* **What is expected**
Please update the rows below by replacing "four integers" with "four whole numbers" wherever it occurs, and leave everything else unchanged.

-- BEGIN --

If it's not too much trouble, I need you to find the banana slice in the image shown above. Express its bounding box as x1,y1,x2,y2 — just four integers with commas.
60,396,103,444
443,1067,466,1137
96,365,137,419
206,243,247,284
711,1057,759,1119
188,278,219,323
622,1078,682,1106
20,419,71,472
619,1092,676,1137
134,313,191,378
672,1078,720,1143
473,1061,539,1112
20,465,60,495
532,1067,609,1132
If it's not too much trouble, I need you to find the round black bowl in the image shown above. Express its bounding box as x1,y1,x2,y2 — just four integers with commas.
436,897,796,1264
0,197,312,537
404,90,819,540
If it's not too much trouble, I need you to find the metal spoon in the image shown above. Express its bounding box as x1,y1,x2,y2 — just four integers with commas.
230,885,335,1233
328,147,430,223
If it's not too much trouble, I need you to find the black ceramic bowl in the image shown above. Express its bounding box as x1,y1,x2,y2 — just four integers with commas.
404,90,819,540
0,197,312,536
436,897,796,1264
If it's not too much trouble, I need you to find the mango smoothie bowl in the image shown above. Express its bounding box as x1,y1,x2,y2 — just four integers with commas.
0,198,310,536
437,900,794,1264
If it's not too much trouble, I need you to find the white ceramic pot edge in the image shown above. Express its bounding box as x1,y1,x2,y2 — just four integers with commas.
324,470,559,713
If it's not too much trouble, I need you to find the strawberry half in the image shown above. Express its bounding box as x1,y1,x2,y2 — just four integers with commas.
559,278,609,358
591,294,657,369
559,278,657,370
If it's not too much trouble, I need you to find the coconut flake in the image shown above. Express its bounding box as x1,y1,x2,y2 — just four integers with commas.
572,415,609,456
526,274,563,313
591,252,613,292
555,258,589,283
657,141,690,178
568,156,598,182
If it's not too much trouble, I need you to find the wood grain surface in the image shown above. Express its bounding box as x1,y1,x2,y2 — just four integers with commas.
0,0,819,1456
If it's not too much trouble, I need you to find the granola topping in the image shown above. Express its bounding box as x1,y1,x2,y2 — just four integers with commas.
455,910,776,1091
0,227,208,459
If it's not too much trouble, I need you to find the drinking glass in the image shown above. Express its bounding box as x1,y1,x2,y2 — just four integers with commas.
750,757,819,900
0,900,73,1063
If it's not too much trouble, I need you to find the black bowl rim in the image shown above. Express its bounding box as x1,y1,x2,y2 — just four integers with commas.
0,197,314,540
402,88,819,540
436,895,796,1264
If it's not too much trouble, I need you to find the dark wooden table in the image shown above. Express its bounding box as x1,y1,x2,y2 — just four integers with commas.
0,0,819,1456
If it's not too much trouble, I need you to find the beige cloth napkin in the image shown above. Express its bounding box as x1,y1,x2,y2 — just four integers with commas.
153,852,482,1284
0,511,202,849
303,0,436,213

-- END --

* **Answer for this exercise**
If it's not too much trouble, I need you to find the banana slice in the image shown above. Express its bounding box as x1,y1,x2,y2 — just four whole numbers with commas.
60,396,103,444
443,1067,466,1137
96,365,137,419
206,243,247,284
711,1057,759,1119
188,278,219,323
622,1078,682,1106
20,419,71,472
619,1092,676,1137
134,313,191,378
672,1078,720,1143
473,1061,539,1112
20,465,60,495
532,1067,609,1132
If it's not too much trouble, I need you to find the round black bowl in the image shown above. Express its bounding box as x1,y1,x2,y2 — just four whole numbers with commas.
436,897,796,1264
0,197,312,537
404,90,819,540
If it's not too much trouble, I need you to find the metal spoon in the image shown above. Express its bounding box as x1,y1,x2,y2 — just four whole numbers with commas.
230,885,335,1233
328,147,430,223
If it's not too much trouble, I need you to find the black ceramic bowl in the image shown above. Express its bounding box as x1,y1,x2,y2 — just four whole numbers with commas.
404,90,819,540
0,197,312,536
436,897,796,1264
If it's not too much trouble, I need you to find the mango smoothie bowl in the image shown above. Express its bounding box as x1,y1,x2,y2 — just four whole numbers with commas.
0,198,310,536
437,900,794,1264
If it's not too much trouble, I need you to find the white ceramic pot edge in the image shown above. Express its bounding box as x1,y1,x2,y2 — just four whole numbers with commas.
324,470,559,713
If it's not too much trouble, I need you to find the strawberry half in the image shown above. Express its bounding box as x1,y1,x2,y2 — just four whole numbers with commas.
559,278,609,358
591,294,657,369
559,278,657,370
If it's not too much trouble, I need you to find the coconut flake in the image shown above. Express its bounding box as x1,y1,x2,y2 — just four whole numbers with commas.
572,415,609,456
526,274,563,313
591,252,613,292
555,258,589,283
657,141,690,178
568,156,598,182
If it's not too much trouble, I need you to find the wood grain surface in the image shown above. Express its bounding box as x1,y1,x2,y2 — just four whole numbers with commas.
0,0,819,1456
If it's not too much trouble, I need you to find the granola topping in the image shown above. Express its bounding box as x1,y1,x2,y2 — just four whole numbers with commas.
455,910,776,1091
0,227,208,459
If it's not too much trouble, I need you to find the drinking glass in the image shown above. Express its bounding box as x1,y1,x2,y2 — just four whole numbers with commas.
750,757,819,900
0,900,73,1063
If it's not too much trouble, I need you to find the black bowl rim in the image shown above. Express its bounding box as x1,y1,x2,y2 — just four whole numbers with commas.
0,197,314,540
402,88,819,540
436,895,796,1264
If it's not too much trouble, I need you to find the dark wooden table in the image shown above. Express its bounding box as x1,y1,x2,y2 — just four whole numbers with commas.
0,0,819,1456
If it's not too much trouble, I need you to find the beige cloth napkin in the image shown above. Express its bounding box as x1,y1,x2,y2 — just four whole numbers with commas.
153,852,482,1284
0,511,202,849
303,0,436,213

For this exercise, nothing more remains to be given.